### Page text
US20150117037A1

US20150117037A1 - Lamp structure

Info

Publication number: US20150117037A1
Application number: US14/194,823
Authority: US
Inventors: Yueh-Ying FAN
Original assignee: Lextar Electronics Corp
Current assignee: Lextar Electronics Corp
Priority date: 2013-10-24
Filing date: 2014-03-03
Publication date: 2015-04-30
Also published as: TWI561764B; TW201516323A

Abstract

A lamp structure includes a shell, a light board, at least one light emitting diode, two electrical connecting elements, an electrical terminal, and a driving module. The shell has a first end and a second end opposite to each other. The light board is disposed on the first end of the shell. The light board has two through holes and two conductive portions respectively disposed adjacent to the through holes. The electrical connecting elements are disposed around the through holes and on the light board, and electrically connected to the conductive portions, respectively. The driving module includes a driving circuit and two electrodes. The driving circuit is disposed at a side of the light board opposite to the light emitting diode. The two electrodes are electrically connected to the driving circuit. The two electrodes thread through the two through holes and interfere with the two electrical connecting elements, respectively.

### Required task 1
From the listing below, extract every line that contains the string "surface". Treat uppercase and lowercase as different.

### Supplied records
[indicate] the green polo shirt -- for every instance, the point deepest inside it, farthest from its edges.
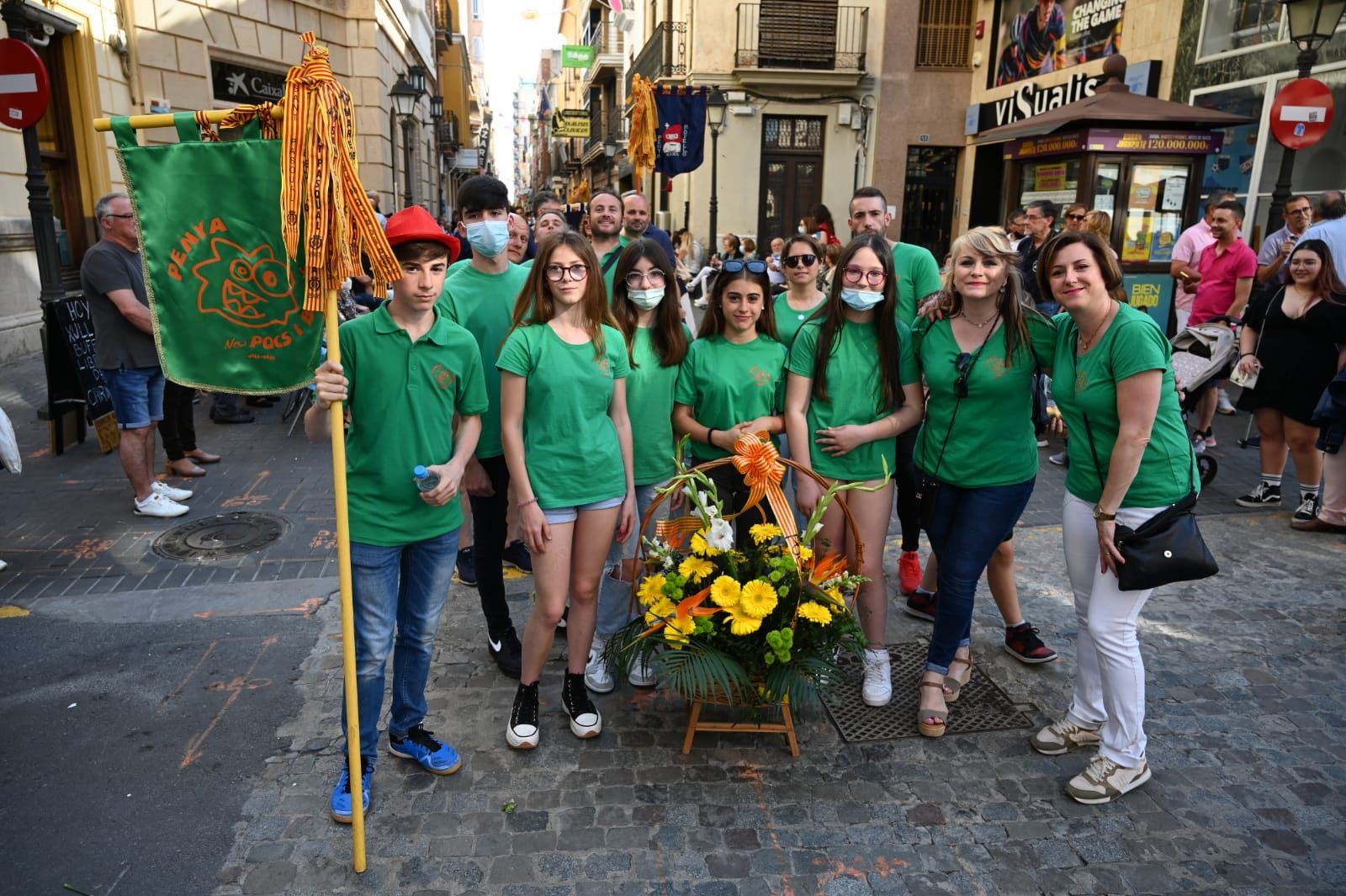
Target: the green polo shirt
(403, 399)
(484, 305)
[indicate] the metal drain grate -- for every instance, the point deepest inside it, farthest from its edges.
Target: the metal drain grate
(982, 705)
(221, 537)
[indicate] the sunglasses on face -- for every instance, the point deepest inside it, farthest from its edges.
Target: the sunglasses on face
(735, 265)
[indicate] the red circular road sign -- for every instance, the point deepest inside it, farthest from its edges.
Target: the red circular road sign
(24, 89)
(1302, 114)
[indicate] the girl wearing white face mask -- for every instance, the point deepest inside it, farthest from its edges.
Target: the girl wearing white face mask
(854, 386)
(645, 303)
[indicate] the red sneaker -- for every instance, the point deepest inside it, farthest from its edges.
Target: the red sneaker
(909, 572)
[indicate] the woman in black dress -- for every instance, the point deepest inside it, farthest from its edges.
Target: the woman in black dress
(1296, 338)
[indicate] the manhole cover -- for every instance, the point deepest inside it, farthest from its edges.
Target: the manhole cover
(980, 707)
(221, 537)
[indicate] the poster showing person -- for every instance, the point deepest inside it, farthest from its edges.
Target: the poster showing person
(1038, 36)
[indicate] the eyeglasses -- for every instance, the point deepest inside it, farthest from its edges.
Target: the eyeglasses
(556, 273)
(872, 278)
(654, 278)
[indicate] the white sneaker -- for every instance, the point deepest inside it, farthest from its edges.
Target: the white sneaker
(170, 493)
(878, 678)
(598, 677)
(159, 506)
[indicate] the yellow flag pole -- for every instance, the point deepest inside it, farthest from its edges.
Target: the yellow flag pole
(347, 619)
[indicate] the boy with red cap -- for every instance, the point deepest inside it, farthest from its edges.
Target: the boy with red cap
(405, 373)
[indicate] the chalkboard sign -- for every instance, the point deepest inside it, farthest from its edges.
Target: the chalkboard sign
(73, 372)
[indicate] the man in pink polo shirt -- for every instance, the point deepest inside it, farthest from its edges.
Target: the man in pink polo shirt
(1227, 271)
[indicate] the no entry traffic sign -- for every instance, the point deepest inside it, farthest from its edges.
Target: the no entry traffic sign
(24, 89)
(1302, 114)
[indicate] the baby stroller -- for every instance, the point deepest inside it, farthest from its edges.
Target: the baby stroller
(1201, 354)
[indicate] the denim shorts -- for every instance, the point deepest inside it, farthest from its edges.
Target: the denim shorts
(571, 513)
(138, 395)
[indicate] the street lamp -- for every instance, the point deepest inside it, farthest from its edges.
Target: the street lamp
(1312, 24)
(715, 108)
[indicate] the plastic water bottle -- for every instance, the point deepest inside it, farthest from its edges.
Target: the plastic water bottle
(426, 480)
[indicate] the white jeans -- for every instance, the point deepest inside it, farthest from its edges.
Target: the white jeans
(1110, 676)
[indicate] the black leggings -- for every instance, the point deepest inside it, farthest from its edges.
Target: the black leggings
(489, 530)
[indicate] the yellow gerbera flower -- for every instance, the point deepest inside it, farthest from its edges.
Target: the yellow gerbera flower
(697, 568)
(816, 612)
(724, 592)
(764, 533)
(758, 599)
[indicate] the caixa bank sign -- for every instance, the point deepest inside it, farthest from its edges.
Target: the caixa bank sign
(1031, 100)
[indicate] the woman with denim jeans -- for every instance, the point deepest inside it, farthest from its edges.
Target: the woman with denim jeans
(976, 449)
(1114, 384)
(645, 303)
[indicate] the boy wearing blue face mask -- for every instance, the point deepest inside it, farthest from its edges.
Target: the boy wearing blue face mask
(480, 298)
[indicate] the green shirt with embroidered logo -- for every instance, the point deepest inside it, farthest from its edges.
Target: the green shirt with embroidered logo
(403, 397)
(727, 384)
(1087, 385)
(991, 442)
(855, 395)
(570, 440)
(484, 305)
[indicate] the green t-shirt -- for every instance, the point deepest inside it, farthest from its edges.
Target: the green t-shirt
(570, 442)
(919, 276)
(991, 442)
(787, 321)
(729, 384)
(855, 392)
(1088, 385)
(649, 402)
(484, 305)
(401, 400)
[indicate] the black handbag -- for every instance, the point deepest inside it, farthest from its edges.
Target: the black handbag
(1163, 549)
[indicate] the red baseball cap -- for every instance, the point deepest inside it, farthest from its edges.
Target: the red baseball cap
(415, 224)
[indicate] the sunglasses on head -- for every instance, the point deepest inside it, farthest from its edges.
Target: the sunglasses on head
(735, 265)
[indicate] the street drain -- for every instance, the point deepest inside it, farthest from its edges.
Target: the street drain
(221, 537)
(980, 707)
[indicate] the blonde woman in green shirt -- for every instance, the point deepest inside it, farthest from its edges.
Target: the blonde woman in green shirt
(569, 446)
(854, 386)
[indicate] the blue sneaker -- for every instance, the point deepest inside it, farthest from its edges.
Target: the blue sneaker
(432, 754)
(341, 805)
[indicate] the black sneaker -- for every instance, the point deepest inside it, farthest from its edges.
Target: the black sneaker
(1264, 496)
(466, 572)
(586, 720)
(508, 653)
(516, 554)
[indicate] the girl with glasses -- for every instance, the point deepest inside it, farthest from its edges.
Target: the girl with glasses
(854, 386)
(731, 379)
(569, 446)
(976, 451)
(645, 303)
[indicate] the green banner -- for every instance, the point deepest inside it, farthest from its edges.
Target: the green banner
(226, 303)
(576, 56)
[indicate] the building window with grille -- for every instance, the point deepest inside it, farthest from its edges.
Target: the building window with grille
(944, 35)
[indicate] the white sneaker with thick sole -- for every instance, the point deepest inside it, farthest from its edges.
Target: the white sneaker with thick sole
(159, 506)
(878, 678)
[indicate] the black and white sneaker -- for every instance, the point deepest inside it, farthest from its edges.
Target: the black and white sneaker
(1264, 496)
(506, 651)
(522, 732)
(586, 720)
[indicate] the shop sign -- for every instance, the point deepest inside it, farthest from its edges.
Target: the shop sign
(240, 83)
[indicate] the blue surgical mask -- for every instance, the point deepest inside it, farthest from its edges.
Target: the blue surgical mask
(489, 237)
(645, 299)
(861, 299)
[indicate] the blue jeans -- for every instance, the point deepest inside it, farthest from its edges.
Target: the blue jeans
(967, 529)
(403, 588)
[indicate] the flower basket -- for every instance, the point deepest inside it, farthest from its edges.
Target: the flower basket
(747, 626)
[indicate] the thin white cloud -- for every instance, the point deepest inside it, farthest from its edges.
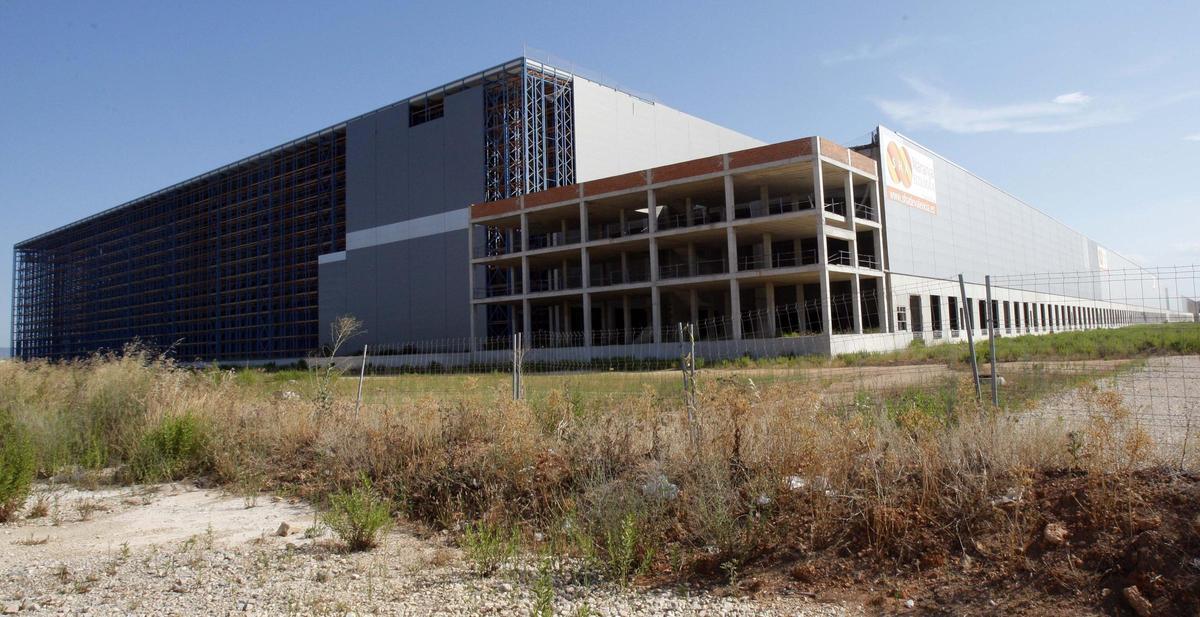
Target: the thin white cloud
(870, 51)
(933, 107)
(1073, 99)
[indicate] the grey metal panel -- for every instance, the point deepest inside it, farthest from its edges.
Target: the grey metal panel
(979, 229)
(331, 287)
(363, 285)
(395, 267)
(457, 287)
(427, 287)
(360, 173)
(463, 181)
(426, 155)
(391, 166)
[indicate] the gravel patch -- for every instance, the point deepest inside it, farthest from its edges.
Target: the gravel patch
(179, 550)
(1162, 396)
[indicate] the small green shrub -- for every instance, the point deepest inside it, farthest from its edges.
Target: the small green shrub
(171, 450)
(624, 557)
(16, 466)
(358, 516)
(489, 546)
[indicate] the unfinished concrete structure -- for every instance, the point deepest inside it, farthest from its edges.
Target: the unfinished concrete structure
(799, 243)
(601, 220)
(366, 217)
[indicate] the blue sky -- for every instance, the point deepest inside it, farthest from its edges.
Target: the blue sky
(1089, 111)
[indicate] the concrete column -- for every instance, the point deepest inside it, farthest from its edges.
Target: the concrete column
(525, 232)
(822, 246)
(729, 198)
(471, 282)
(886, 317)
(587, 321)
(628, 315)
(652, 211)
(655, 313)
(583, 221)
(850, 205)
(803, 313)
(731, 243)
(856, 304)
(736, 309)
(771, 311)
(526, 323)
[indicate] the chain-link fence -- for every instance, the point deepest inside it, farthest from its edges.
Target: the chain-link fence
(1063, 347)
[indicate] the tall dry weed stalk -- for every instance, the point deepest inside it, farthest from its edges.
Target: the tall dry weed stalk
(785, 466)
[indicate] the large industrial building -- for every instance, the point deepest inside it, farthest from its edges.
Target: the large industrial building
(528, 199)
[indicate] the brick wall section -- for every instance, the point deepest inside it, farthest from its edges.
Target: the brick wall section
(558, 193)
(688, 169)
(834, 151)
(863, 162)
(493, 208)
(766, 154)
(616, 183)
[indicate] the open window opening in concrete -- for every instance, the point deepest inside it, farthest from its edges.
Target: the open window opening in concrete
(864, 201)
(870, 291)
(693, 258)
(691, 204)
(618, 264)
(618, 216)
(707, 307)
(935, 315)
(772, 192)
(777, 246)
(915, 316)
(843, 301)
(555, 273)
(868, 255)
(839, 252)
(834, 181)
(552, 228)
(622, 318)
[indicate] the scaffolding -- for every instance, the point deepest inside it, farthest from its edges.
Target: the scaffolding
(221, 267)
(529, 147)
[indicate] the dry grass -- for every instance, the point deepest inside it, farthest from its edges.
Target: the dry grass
(774, 471)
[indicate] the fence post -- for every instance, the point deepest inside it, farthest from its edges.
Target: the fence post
(975, 363)
(516, 366)
(363, 371)
(991, 345)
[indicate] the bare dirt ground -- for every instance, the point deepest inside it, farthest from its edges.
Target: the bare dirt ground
(1162, 396)
(181, 550)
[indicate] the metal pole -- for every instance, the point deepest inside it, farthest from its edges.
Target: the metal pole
(363, 371)
(991, 345)
(975, 363)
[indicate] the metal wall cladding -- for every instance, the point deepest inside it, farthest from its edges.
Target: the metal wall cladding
(414, 288)
(979, 229)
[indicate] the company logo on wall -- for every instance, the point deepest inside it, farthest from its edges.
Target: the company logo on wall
(909, 175)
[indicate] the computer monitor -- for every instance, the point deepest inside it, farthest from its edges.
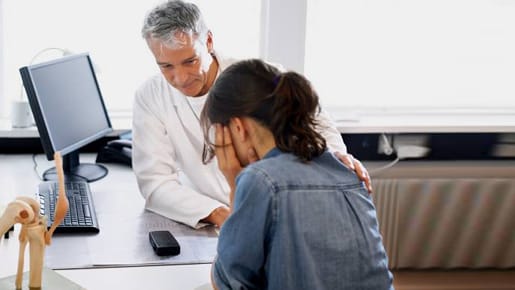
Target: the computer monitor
(69, 111)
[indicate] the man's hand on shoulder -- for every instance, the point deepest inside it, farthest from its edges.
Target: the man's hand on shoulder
(357, 166)
(218, 216)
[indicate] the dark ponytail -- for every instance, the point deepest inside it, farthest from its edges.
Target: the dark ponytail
(293, 119)
(284, 103)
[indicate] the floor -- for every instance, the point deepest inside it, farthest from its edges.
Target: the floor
(454, 280)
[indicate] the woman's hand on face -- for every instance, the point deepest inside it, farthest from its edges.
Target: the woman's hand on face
(228, 162)
(358, 167)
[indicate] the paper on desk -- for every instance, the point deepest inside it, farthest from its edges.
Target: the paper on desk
(123, 241)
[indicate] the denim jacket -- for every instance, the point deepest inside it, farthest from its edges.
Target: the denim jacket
(300, 225)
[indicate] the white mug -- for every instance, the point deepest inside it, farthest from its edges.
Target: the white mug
(21, 115)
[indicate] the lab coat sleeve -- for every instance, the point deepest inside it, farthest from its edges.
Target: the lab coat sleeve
(333, 137)
(156, 169)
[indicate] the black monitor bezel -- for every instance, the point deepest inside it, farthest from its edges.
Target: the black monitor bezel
(41, 123)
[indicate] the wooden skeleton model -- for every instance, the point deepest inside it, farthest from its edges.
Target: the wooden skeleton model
(25, 210)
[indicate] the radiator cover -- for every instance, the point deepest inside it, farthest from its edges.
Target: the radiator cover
(447, 222)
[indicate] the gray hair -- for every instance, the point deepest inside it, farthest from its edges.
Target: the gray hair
(172, 17)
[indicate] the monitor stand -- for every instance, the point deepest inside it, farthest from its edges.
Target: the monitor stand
(74, 170)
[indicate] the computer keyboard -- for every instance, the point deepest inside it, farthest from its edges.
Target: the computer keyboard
(81, 216)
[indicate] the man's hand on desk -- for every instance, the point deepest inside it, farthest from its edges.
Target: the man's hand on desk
(217, 216)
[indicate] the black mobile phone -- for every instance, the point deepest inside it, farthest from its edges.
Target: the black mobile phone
(164, 243)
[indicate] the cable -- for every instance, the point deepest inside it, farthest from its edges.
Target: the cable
(379, 169)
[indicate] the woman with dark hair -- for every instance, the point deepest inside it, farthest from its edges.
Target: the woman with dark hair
(299, 218)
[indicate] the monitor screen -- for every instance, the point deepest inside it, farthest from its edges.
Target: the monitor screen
(69, 111)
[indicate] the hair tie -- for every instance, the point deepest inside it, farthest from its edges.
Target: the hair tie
(276, 80)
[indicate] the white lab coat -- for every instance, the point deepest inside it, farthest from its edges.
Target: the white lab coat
(167, 153)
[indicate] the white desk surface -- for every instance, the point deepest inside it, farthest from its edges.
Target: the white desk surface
(425, 120)
(17, 177)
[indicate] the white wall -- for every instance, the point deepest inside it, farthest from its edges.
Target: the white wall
(284, 32)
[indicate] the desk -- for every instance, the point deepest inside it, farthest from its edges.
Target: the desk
(17, 177)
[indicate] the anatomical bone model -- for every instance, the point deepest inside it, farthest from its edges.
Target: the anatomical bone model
(25, 211)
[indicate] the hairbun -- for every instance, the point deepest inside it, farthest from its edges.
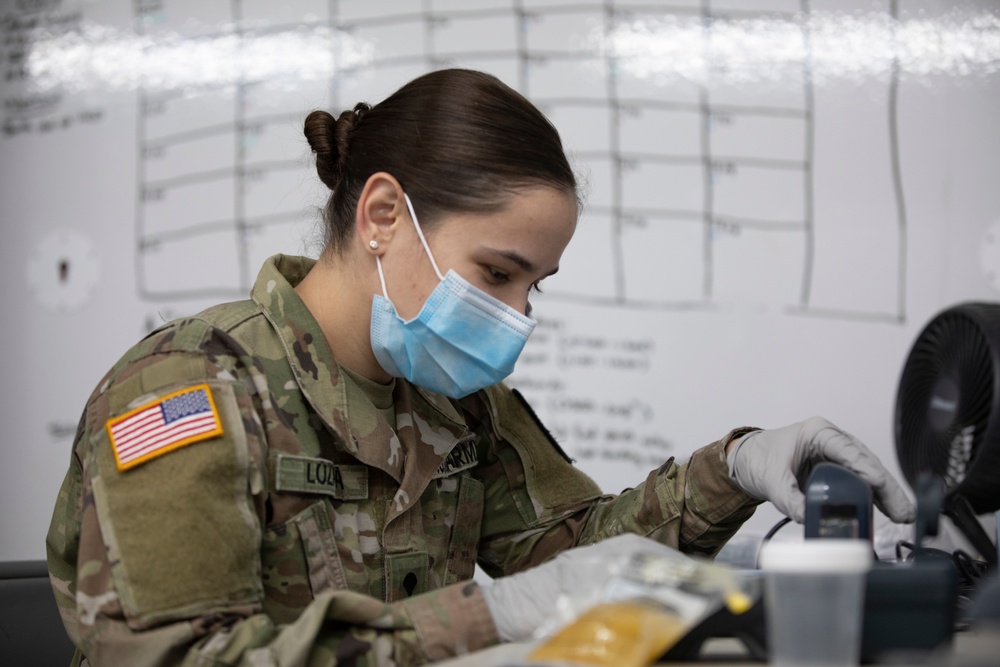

### Required task 2
Continue the lamp structure patent page above, starting after the final sentence of its abstract.

### Written reply 1
[indicate] the white desk surface -- for every instance, the point deepest inside it, farthest from its edges.
Target: the white desk surface

### Written reply 2
Description

RELATED APPLICATIONS

This application claims priority to Taiwan Application Serial Number 102138495, filed Oct. 24,2013, which is herein incorporated by reference.

BACKGROUND

1. Field of Invention
The present invention relates to a lamp structure. More particularly, the present invention relates to an LED lamp structure.
2. Description of Related Art
A general light emitting diode lamp at least includes a light emitting diode, a light board, and a driving module. The light emitting diode and the driving module are respectively disposed at opposite sides of the light board. In general, wires are required between the light emitting diode and the driving module to form electrical connections, where the joint is conducted by bonding with solders. Accordingly, in assembly the wires are respectively guided through two predetermined holes of the light board and then pulled out from the holes to connect to solder pads for the light emitting diode on the light board. The ends of the wires are pressed on the pads and bonded to the pads with solder. This configuration of the wires in the assembly has a weak mechanical structure. Also, the assembly processes are complicated, which incurs more cost of components in the assembly and is disadvantageous to the mass production.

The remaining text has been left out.